_What is needed_. Every line from the one containing "Would you mind pointing out the silver car grille" to the end of the records below, written out word for word, is the whole answer.

[Image-grounded pointing data]
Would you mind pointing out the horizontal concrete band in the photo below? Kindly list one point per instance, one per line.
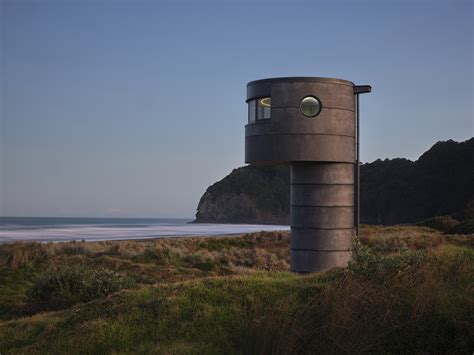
(309, 86)
(321, 239)
(314, 261)
(322, 173)
(292, 121)
(322, 195)
(288, 148)
(322, 217)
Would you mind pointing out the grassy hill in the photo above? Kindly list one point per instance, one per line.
(409, 289)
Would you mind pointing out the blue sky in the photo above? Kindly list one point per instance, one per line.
(133, 108)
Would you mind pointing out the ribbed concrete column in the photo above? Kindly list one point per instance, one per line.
(322, 215)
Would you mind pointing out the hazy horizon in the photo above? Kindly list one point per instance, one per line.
(133, 108)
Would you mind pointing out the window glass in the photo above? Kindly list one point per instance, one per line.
(310, 106)
(252, 111)
(264, 106)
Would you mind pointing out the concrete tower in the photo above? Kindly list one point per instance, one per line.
(311, 123)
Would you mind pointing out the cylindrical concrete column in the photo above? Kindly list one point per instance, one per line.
(322, 215)
(310, 123)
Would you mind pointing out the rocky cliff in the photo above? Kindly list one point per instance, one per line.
(440, 182)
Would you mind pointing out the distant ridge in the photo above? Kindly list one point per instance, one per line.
(440, 182)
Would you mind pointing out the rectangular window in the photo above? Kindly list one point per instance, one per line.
(252, 110)
(264, 106)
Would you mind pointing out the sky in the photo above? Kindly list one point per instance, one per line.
(133, 108)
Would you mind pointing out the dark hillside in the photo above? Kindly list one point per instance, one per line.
(440, 182)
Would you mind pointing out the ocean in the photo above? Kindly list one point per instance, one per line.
(62, 229)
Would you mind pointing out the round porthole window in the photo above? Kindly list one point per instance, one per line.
(310, 106)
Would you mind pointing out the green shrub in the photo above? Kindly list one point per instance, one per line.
(60, 287)
(441, 223)
(465, 227)
(377, 266)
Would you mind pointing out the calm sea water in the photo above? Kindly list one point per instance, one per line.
(56, 229)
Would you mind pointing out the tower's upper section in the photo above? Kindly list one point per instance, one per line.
(301, 119)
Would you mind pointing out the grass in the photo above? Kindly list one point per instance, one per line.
(409, 289)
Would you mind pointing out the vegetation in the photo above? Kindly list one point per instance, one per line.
(408, 289)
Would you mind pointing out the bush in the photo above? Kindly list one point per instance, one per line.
(465, 227)
(440, 223)
(58, 288)
(377, 266)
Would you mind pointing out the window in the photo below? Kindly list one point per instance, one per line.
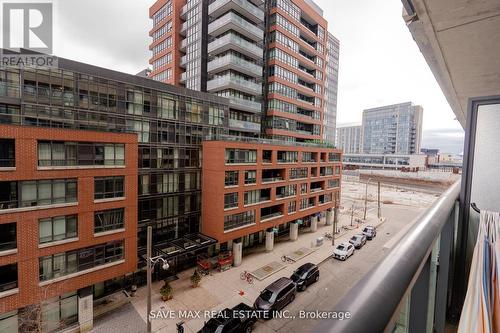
(8, 277)
(231, 178)
(61, 264)
(296, 173)
(7, 153)
(241, 156)
(59, 312)
(252, 197)
(239, 220)
(108, 187)
(47, 192)
(60, 153)
(250, 177)
(287, 156)
(230, 200)
(107, 220)
(267, 156)
(8, 236)
(57, 228)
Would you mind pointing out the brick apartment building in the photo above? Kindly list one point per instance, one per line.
(88, 158)
(277, 169)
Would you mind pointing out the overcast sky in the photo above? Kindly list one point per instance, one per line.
(379, 61)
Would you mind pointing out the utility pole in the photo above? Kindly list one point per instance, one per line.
(379, 210)
(335, 217)
(366, 197)
(148, 262)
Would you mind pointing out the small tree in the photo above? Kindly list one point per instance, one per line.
(195, 278)
(166, 291)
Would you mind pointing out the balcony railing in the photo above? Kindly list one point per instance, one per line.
(400, 282)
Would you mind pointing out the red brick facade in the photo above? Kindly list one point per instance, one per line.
(28, 250)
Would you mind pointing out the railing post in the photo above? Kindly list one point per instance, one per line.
(445, 248)
(419, 300)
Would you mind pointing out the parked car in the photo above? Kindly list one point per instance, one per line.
(275, 297)
(370, 232)
(305, 275)
(358, 240)
(228, 321)
(343, 251)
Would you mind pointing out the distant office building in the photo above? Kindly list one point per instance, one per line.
(392, 129)
(331, 87)
(349, 139)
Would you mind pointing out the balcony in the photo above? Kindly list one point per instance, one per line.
(7, 153)
(231, 21)
(242, 125)
(244, 104)
(405, 276)
(234, 42)
(273, 175)
(231, 61)
(234, 82)
(219, 7)
(269, 213)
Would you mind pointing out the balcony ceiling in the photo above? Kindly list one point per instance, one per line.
(460, 40)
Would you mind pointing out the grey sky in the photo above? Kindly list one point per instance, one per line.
(379, 61)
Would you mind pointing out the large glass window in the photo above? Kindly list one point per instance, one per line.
(59, 312)
(230, 200)
(47, 192)
(231, 178)
(60, 153)
(57, 228)
(8, 236)
(61, 264)
(8, 277)
(108, 187)
(239, 220)
(241, 156)
(109, 220)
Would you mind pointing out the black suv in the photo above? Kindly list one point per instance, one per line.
(276, 296)
(305, 275)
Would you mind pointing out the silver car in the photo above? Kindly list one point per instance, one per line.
(358, 240)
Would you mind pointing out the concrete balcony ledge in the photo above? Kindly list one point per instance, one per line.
(219, 7)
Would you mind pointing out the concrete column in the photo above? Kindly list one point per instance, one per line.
(269, 240)
(294, 231)
(85, 309)
(237, 253)
(329, 217)
(314, 223)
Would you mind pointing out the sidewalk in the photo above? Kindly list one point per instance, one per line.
(226, 289)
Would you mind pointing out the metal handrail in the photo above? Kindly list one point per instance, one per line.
(373, 301)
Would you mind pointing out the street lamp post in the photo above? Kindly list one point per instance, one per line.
(151, 262)
(366, 197)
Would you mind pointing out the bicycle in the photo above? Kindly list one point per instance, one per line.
(246, 275)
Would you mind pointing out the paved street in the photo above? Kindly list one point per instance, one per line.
(221, 290)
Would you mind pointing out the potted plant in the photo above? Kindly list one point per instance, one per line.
(195, 278)
(166, 291)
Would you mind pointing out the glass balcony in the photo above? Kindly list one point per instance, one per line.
(246, 126)
(231, 21)
(219, 7)
(231, 61)
(244, 104)
(233, 82)
(233, 42)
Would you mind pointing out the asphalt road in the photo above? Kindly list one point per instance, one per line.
(337, 277)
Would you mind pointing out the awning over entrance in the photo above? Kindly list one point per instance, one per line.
(174, 248)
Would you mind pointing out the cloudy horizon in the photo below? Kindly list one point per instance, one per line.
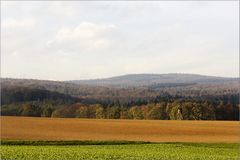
(86, 40)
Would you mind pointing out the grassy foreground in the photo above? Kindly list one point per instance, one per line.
(118, 150)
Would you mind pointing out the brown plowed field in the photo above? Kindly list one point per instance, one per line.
(29, 128)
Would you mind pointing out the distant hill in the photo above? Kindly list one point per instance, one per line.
(135, 96)
(133, 80)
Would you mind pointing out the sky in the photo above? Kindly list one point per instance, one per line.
(63, 40)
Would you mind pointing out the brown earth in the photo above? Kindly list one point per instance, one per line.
(29, 128)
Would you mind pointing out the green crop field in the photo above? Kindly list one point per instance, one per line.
(170, 151)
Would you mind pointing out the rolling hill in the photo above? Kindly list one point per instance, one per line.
(134, 80)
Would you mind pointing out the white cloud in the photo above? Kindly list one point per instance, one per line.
(86, 37)
(16, 23)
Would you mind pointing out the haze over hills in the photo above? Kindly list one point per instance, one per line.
(131, 80)
(134, 96)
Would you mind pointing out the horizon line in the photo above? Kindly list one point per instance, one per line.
(120, 75)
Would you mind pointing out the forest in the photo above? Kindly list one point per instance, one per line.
(170, 102)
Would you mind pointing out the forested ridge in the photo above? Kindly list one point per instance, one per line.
(190, 100)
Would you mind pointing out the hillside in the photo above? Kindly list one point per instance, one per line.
(144, 96)
(131, 80)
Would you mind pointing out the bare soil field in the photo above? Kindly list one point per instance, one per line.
(32, 128)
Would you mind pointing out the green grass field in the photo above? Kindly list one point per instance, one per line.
(121, 150)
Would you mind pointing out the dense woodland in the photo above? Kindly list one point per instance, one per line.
(170, 101)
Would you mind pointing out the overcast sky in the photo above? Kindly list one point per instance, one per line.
(84, 40)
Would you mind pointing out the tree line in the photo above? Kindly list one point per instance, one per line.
(176, 110)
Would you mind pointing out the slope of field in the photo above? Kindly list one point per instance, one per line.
(178, 151)
(29, 128)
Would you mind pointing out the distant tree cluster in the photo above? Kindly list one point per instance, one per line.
(179, 101)
(176, 110)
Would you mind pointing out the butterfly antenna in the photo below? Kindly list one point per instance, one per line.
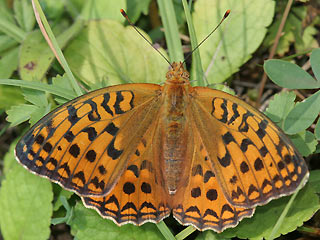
(224, 17)
(134, 27)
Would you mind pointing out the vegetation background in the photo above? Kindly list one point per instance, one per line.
(101, 50)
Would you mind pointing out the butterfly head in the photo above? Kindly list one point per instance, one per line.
(177, 74)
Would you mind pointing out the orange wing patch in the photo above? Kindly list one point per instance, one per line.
(139, 195)
(253, 160)
(82, 144)
(201, 202)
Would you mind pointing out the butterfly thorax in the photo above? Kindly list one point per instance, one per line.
(174, 136)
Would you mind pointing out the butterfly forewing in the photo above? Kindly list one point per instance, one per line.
(134, 152)
(251, 157)
(84, 144)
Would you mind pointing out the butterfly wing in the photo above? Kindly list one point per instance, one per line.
(201, 202)
(84, 145)
(139, 195)
(251, 157)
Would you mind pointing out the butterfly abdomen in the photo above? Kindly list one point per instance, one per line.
(175, 135)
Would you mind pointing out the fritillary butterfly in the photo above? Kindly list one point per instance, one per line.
(137, 152)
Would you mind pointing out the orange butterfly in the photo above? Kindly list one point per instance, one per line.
(136, 152)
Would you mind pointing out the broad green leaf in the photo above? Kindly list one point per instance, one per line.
(9, 63)
(171, 31)
(24, 14)
(289, 75)
(136, 7)
(9, 27)
(292, 30)
(62, 193)
(107, 51)
(24, 112)
(315, 63)
(236, 39)
(8, 160)
(317, 130)
(20, 113)
(87, 224)
(36, 56)
(261, 224)
(280, 106)
(10, 96)
(25, 203)
(65, 93)
(302, 115)
(101, 9)
(305, 142)
(53, 9)
(211, 235)
(197, 70)
(314, 180)
(6, 43)
(35, 97)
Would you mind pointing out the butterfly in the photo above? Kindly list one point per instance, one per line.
(137, 152)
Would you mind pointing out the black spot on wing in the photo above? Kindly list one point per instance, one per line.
(92, 133)
(111, 129)
(104, 104)
(112, 151)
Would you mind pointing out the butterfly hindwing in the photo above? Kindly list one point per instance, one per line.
(139, 195)
(252, 158)
(84, 144)
(201, 201)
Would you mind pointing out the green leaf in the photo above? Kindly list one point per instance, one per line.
(292, 30)
(302, 115)
(211, 235)
(261, 224)
(198, 71)
(171, 31)
(105, 50)
(305, 142)
(87, 224)
(136, 7)
(315, 60)
(236, 39)
(35, 97)
(36, 56)
(63, 193)
(10, 96)
(54, 9)
(9, 63)
(20, 113)
(25, 203)
(24, 112)
(289, 75)
(24, 14)
(67, 94)
(314, 180)
(317, 130)
(280, 106)
(101, 9)
(6, 43)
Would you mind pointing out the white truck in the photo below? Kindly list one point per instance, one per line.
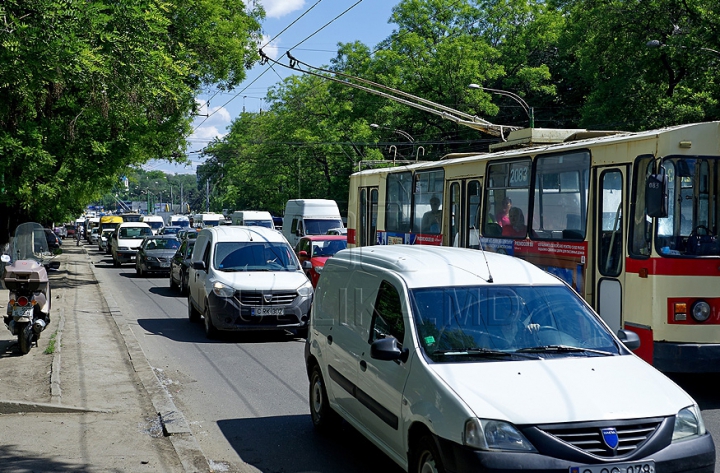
(309, 217)
(156, 222)
(252, 218)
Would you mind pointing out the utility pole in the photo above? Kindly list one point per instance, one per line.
(207, 195)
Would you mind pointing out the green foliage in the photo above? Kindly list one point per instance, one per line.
(92, 87)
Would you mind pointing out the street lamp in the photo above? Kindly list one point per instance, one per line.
(654, 43)
(526, 108)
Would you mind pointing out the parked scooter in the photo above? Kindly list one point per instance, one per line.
(25, 275)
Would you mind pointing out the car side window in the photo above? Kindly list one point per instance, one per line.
(387, 315)
(206, 256)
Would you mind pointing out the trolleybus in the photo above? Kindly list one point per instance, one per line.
(629, 220)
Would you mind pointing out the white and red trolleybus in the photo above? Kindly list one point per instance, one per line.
(630, 220)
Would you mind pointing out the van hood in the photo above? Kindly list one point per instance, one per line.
(568, 389)
(130, 242)
(263, 280)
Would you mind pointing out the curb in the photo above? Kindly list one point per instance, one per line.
(174, 424)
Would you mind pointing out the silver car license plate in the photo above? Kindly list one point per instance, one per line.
(259, 311)
(630, 467)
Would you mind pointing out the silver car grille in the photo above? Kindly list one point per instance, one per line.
(590, 439)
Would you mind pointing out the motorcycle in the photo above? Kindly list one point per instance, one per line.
(25, 276)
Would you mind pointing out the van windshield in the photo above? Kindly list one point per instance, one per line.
(255, 256)
(455, 323)
(320, 227)
(258, 223)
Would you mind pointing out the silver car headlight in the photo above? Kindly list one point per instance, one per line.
(221, 290)
(305, 290)
(488, 434)
(688, 424)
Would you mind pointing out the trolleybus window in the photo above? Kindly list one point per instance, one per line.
(508, 188)
(691, 227)
(427, 199)
(560, 199)
(641, 225)
(397, 207)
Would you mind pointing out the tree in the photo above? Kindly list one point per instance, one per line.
(93, 88)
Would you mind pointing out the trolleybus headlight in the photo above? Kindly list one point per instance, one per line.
(701, 311)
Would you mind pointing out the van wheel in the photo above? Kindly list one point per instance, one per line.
(322, 415)
(193, 313)
(428, 459)
(210, 330)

_Completed task_.
Would you mind pointing out the silver car grille in the photo above? Kindly list one point per instance, one per line.
(590, 439)
Would you mind pointing out the motorcycle in the photo above? Kindly list one point per instance, one per line.
(25, 276)
Would you mind pointing out the van windshield in the photo above? Kindly list one point per instance, one per line.
(255, 256)
(455, 323)
(320, 227)
(258, 223)
Would you mind pointing out the silver car headlight in the photo above? Kindly list one point per instance, one per line.
(221, 290)
(305, 290)
(488, 434)
(688, 424)
Would you mind pointing out the trolleybus window in the photo above? Kindly list one point per instance, one per line.
(508, 188)
(691, 227)
(427, 199)
(560, 199)
(641, 225)
(397, 207)
Would you mind pointing out the tree in the photo above? Kindly list one point per instance, one per line.
(93, 88)
Would you mind pointing out the trolleybus headlight in the photo above? Kindly list one point per instance, one per line.
(701, 311)
Would you mind pointing out the van wheel in the photo above? Kindly list one point per instance, one per line.
(322, 415)
(193, 313)
(428, 459)
(210, 330)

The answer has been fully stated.